WHAT THIS TASK INVOLVES
Collect each line of the entries that holds the string "below".
EXTRACTED DATA START
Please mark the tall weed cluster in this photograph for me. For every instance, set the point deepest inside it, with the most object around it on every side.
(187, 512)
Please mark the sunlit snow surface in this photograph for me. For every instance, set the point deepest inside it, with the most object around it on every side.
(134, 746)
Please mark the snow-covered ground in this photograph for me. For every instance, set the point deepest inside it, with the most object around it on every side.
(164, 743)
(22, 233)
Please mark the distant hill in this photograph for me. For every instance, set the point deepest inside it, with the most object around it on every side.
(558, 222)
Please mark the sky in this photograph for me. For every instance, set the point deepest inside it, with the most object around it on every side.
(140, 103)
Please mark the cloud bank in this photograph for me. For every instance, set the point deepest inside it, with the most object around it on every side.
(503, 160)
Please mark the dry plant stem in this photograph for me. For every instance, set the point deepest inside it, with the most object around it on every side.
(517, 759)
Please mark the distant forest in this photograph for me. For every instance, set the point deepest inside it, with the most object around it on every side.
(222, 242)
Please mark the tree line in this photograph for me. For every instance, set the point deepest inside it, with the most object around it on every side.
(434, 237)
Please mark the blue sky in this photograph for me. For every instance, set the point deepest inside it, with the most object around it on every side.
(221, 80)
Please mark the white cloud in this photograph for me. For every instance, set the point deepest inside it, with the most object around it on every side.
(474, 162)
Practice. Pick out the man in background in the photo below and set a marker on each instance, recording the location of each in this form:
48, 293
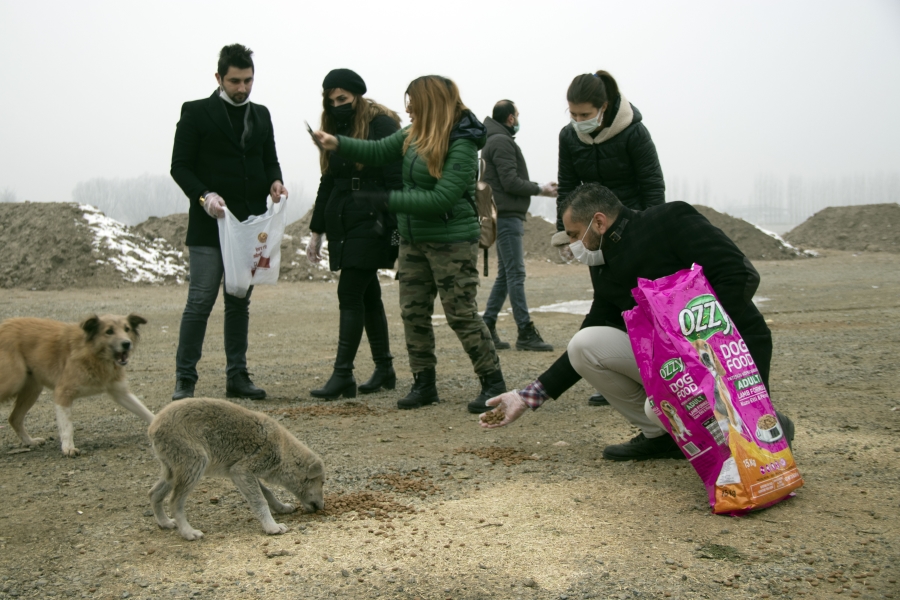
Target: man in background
507, 174
224, 156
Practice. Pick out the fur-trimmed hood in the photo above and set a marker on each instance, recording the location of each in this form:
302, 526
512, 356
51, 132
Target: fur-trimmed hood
625, 116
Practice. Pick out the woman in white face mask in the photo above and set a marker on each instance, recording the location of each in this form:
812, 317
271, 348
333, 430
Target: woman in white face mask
605, 142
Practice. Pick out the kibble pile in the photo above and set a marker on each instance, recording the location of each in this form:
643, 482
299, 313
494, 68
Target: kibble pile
375, 505
508, 456
408, 484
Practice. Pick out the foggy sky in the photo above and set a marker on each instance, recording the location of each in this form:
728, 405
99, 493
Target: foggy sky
728, 90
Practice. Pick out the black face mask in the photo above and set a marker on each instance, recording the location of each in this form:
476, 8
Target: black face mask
342, 113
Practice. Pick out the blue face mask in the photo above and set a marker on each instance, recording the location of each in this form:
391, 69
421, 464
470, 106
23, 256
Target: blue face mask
587, 127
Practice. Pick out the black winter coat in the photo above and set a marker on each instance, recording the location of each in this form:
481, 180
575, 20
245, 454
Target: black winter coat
358, 236
506, 172
657, 242
621, 157
207, 157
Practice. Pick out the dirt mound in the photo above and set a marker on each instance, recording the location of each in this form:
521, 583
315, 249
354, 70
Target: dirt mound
868, 227
171, 228
754, 242
536, 241
53, 246
294, 266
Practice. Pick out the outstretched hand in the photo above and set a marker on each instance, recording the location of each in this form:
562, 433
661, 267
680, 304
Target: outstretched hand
314, 248
326, 140
214, 205
277, 191
509, 406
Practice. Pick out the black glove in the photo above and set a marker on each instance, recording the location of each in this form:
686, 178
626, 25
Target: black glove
377, 199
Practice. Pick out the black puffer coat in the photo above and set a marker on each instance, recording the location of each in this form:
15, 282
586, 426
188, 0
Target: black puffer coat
621, 157
506, 172
358, 236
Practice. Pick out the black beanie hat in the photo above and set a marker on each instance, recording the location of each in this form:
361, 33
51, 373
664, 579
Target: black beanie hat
346, 80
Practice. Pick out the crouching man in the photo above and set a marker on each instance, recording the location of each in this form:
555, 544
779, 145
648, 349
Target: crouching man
629, 245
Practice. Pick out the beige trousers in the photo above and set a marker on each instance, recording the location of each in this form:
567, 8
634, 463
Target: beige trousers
604, 358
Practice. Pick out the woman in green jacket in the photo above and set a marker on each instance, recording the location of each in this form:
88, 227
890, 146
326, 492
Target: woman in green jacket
438, 228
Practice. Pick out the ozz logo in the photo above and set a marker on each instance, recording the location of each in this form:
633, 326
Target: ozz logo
702, 317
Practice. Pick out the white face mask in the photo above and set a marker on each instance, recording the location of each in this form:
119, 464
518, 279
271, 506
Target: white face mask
228, 99
592, 258
586, 127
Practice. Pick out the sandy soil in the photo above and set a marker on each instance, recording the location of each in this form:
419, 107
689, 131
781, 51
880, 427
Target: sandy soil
446, 510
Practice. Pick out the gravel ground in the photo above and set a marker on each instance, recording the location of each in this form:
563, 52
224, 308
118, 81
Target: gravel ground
424, 504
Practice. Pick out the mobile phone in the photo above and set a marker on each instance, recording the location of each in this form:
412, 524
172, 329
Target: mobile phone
312, 135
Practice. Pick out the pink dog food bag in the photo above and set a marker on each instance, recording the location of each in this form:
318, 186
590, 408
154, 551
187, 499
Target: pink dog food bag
705, 388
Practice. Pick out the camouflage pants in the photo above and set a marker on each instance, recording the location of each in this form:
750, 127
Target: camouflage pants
450, 269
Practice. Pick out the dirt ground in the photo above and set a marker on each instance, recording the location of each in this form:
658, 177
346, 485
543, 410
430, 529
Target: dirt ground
447, 510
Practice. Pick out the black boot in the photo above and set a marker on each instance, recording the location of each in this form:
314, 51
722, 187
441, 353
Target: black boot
498, 343
423, 391
598, 399
240, 386
642, 448
492, 385
530, 339
342, 382
184, 388
380, 343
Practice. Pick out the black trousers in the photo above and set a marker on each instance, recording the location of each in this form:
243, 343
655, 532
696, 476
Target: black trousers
359, 290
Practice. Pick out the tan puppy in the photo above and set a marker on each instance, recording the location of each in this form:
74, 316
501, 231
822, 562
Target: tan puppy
679, 431
73, 360
202, 436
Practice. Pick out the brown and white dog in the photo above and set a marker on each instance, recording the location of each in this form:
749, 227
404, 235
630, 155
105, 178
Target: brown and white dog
679, 431
73, 360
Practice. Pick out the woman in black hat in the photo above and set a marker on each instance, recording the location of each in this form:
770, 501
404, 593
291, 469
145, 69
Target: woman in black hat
359, 238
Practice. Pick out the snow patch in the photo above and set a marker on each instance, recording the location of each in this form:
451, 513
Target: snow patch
572, 307
137, 258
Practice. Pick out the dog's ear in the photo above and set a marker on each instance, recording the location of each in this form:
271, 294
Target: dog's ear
91, 326
135, 321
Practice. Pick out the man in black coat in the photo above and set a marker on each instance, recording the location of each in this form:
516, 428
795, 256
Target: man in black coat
224, 156
649, 244
506, 172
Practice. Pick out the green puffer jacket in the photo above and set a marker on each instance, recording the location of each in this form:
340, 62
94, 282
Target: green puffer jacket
429, 209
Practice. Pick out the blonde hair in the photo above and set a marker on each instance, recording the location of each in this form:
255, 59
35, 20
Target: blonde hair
435, 104
366, 110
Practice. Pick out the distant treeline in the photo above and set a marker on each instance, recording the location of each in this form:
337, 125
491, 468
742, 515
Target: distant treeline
789, 201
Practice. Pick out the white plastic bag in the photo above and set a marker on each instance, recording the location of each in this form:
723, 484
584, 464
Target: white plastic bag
251, 250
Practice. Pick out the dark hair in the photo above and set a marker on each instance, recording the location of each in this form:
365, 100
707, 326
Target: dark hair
237, 56
502, 110
595, 88
588, 199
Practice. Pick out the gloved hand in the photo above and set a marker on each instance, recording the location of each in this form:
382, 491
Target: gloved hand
214, 205
550, 189
509, 405
377, 199
277, 191
314, 248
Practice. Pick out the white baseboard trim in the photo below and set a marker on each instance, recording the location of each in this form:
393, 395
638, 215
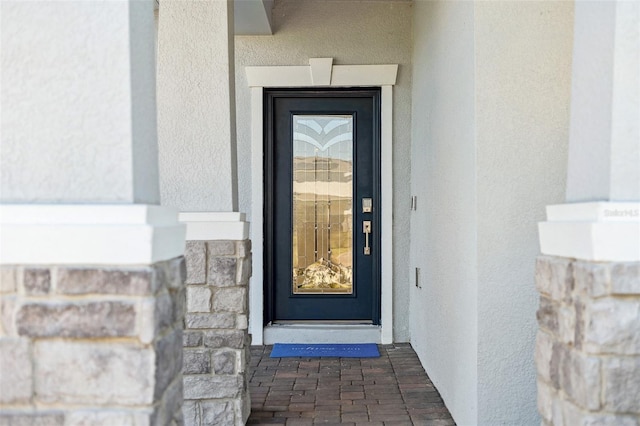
EXTRACTED DATA END
OUTPUT FOR THIS EXERCISE
Practice. Pick out the man in background in the photo below and set a marker on each instance, recording the location of each in this form:
Practice. Pick out the white baseboard trim in the photo below and set a marker on each instance, recording the location of each in this form:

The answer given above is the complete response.